Records supplied:
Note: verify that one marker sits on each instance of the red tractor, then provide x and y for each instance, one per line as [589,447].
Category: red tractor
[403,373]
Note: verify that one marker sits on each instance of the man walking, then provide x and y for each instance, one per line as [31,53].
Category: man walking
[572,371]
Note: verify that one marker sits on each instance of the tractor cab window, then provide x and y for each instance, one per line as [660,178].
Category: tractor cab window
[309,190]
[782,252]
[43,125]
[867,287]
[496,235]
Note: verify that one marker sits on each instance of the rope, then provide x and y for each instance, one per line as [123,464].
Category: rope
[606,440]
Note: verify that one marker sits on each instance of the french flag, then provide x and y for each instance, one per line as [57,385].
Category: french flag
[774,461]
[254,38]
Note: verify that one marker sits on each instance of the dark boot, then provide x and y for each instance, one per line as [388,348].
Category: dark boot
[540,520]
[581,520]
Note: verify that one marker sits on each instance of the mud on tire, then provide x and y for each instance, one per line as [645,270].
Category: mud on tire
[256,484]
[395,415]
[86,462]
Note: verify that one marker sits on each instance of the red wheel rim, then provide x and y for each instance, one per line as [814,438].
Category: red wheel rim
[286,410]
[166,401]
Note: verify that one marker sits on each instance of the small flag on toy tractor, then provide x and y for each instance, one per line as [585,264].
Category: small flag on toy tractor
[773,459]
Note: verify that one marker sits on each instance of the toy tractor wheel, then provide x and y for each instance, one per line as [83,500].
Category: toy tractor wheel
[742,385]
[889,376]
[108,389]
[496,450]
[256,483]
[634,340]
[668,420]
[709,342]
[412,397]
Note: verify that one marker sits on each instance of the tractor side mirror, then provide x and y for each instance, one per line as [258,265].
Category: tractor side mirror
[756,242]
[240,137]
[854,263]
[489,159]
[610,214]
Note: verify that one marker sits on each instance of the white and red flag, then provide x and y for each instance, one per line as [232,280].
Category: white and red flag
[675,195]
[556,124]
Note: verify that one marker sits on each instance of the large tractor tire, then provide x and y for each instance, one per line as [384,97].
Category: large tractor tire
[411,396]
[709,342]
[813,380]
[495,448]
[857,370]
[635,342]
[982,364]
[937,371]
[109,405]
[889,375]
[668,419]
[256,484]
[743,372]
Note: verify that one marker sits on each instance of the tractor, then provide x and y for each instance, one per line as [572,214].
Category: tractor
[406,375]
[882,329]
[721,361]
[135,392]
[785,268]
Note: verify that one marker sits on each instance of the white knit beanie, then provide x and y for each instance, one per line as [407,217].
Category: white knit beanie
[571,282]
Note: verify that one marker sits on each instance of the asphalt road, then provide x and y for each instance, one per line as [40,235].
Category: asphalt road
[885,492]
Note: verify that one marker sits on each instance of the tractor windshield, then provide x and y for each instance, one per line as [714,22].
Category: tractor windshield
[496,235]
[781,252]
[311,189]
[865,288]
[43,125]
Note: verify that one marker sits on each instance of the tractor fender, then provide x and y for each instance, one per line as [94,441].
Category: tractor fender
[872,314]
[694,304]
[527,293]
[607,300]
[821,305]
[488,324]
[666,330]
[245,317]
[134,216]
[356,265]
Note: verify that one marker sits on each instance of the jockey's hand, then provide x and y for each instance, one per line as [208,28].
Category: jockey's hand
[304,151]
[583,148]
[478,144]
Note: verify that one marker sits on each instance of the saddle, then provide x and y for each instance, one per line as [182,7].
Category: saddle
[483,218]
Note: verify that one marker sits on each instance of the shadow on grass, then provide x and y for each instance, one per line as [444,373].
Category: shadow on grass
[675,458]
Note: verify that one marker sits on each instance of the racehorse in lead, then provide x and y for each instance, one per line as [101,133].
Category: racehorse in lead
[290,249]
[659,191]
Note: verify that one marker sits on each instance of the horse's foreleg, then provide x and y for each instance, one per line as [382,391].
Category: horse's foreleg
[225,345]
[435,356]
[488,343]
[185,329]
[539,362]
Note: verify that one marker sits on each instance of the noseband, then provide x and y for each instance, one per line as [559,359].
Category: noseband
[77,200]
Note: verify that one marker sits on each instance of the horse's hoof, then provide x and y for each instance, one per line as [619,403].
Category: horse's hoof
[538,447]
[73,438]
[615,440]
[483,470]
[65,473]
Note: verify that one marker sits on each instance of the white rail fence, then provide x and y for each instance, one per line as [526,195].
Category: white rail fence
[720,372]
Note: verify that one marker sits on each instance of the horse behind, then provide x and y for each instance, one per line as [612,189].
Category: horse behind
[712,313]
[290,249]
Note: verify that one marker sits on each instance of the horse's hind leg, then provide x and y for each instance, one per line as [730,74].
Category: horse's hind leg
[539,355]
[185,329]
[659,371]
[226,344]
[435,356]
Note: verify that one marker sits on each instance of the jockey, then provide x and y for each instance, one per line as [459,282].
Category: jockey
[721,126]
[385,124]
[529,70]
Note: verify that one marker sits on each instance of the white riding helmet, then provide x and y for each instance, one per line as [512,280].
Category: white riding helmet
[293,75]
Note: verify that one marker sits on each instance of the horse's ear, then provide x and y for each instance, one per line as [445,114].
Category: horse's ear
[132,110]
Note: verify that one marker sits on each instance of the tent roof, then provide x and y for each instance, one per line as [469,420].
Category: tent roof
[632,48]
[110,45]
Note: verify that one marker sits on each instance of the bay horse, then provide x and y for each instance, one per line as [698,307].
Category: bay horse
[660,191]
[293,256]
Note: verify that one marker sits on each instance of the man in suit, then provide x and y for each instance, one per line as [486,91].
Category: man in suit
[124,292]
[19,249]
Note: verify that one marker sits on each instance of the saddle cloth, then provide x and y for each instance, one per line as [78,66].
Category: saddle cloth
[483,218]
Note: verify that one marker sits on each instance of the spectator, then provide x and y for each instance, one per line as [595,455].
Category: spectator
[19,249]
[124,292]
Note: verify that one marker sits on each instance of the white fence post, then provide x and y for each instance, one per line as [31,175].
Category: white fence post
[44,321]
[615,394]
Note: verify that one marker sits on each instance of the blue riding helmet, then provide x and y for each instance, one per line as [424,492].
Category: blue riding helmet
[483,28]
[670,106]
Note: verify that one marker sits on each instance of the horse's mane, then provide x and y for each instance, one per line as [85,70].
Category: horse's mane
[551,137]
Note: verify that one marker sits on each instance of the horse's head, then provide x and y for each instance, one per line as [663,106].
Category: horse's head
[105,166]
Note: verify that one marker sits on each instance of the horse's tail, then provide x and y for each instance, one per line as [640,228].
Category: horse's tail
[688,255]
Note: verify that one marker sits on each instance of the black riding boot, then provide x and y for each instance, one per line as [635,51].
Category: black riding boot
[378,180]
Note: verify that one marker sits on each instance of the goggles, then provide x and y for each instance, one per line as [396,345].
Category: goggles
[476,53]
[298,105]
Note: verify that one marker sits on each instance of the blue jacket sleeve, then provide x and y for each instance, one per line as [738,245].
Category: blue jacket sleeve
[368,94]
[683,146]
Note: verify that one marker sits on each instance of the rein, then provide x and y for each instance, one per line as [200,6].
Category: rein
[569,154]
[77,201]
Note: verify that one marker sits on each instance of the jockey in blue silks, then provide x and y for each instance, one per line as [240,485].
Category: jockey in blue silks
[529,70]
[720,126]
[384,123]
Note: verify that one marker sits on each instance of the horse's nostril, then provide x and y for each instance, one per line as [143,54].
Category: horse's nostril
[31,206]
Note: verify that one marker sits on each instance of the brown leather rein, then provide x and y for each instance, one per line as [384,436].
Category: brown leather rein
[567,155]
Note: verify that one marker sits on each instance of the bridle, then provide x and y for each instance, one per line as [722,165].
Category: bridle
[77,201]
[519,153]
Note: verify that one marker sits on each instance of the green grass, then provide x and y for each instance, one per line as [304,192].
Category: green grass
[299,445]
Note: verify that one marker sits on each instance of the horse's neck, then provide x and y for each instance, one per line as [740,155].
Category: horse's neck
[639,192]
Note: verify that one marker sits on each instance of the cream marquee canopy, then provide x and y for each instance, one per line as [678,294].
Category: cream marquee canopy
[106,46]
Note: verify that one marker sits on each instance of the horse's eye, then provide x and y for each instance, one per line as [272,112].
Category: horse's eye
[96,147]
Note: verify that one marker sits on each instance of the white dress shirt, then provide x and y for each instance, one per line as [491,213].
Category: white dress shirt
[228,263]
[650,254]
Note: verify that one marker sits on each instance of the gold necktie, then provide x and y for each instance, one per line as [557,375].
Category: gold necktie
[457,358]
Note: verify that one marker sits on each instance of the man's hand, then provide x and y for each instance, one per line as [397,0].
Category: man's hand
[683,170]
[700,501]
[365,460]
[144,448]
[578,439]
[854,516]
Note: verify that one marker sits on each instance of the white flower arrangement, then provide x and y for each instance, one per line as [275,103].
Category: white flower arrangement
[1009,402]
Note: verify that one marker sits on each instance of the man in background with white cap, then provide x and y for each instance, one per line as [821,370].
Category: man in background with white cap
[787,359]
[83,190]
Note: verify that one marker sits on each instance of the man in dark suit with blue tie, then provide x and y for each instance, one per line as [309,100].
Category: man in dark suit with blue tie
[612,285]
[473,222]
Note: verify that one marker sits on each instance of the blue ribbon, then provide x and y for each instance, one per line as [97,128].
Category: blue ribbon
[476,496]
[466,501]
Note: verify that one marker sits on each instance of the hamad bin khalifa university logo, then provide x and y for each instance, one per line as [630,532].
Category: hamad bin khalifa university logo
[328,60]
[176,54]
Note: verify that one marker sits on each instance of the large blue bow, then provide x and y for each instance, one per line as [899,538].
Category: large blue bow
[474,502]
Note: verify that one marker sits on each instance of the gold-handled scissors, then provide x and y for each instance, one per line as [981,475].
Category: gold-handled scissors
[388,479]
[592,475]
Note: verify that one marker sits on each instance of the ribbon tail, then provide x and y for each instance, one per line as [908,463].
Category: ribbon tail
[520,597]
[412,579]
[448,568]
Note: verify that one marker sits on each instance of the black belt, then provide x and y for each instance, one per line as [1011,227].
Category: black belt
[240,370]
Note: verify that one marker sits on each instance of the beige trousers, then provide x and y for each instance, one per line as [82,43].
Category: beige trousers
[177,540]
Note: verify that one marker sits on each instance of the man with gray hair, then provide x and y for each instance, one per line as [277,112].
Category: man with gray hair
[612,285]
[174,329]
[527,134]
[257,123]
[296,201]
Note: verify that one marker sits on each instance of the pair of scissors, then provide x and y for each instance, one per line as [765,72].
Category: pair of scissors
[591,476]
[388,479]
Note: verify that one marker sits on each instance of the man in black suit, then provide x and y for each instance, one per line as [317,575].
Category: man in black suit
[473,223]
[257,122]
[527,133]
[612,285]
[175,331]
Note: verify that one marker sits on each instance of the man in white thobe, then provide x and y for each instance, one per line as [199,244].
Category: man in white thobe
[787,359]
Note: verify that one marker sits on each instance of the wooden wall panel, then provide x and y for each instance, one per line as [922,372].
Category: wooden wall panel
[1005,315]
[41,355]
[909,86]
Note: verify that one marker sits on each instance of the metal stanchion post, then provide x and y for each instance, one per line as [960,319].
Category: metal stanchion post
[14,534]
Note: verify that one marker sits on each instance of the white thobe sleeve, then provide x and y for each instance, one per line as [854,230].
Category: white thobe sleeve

Requirement: Extract, exactly as they appear, the lines from the one containing "line as [899,538]." through the final line.

Exercise result:
Note: verify that one marker sits on each instance of the large blue bow, then provide x and y for each instance, one per line as [899,538].
Category: large blue bow
[474,502]
Note: verify that one marker sits on each instance of the gold-handled scissors, then provide x and y for each instance, one per line as [981,475].
Category: gold-handled scissors
[388,479]
[592,475]
Note: verify that one marker sits on each instance of the ribbon tail, then provide x and y for each instance, one per line as [908,463].
Category: ribbon tail
[520,597]
[412,579]
[448,568]
Note: verify that one marker sits on each instance of the black belt, then provide x and y for each instance, one per line as [1011,227].
Category: black belt
[240,370]
Note: verify that one marker sits on each instance of the beige trousers, then provide x and y for each instance, one per line as [82,43].
Category: beige trousers
[177,540]
Note: verify that one marker sits on each instance of the man with gray hair, then provide x and y for each instance, one per line as [277,112].
Category: man with gray hair
[612,285]
[174,329]
[527,134]
[257,123]
[296,201]
Note: verify that one marker sits on each instance of the pair of scissors, then provide x and y for each instance, one per line as [765,72].
Category: pair of scissors
[591,476]
[388,479]
Note: verify that one marker sits on each instance of the man in black suit, then provide x and y for each instance, one per line as [317,575].
Category: man in black suit
[473,223]
[257,122]
[527,133]
[612,285]
[175,331]
Note: verify that one marker sits on each instance of the man in white thobe, then provide x and y for each instance, one per line as [199,244].
Category: man in white thobe
[787,359]
Note: verify that one marker sits on each instance of the wooden wall panel, then provide x and y for each instance, one per line as [922,372].
Category: wooden wall panel
[1005,315]
[41,355]
[909,86]
Note: verify that one marker sits on each instance of the metal stanchion post, then provide x and y for each instance, one per line as [960,319].
Category: metal stanchion post
[14,534]
Note: verify that one marker sits on each instance of the white thobe sleeve, then provide x and y for each instance, one per line as [854,230].
Category: white thobe sleeve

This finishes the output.